### Exercise instructions
Where a line in the listing contains the string "with", copy that line out.

[Input — start]

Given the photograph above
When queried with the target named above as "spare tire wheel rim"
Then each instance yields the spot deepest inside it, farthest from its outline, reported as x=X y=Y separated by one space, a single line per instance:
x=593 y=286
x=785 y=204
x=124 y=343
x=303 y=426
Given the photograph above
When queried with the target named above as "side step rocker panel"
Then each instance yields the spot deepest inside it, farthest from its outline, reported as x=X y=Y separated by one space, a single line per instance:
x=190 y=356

[Input — finish]
[Input — start]

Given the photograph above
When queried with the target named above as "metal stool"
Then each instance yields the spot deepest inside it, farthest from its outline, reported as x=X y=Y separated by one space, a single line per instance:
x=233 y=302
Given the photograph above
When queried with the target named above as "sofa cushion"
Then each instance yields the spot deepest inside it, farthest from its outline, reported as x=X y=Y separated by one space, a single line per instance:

[Input — finish]

### Answer space
When queried with the target named above as "spare tire wheel rim"
When queried with the target named above as "side step rocker panel"
When queried with the target named above as "metal stool"
When queried with the target named above as "sofa cushion"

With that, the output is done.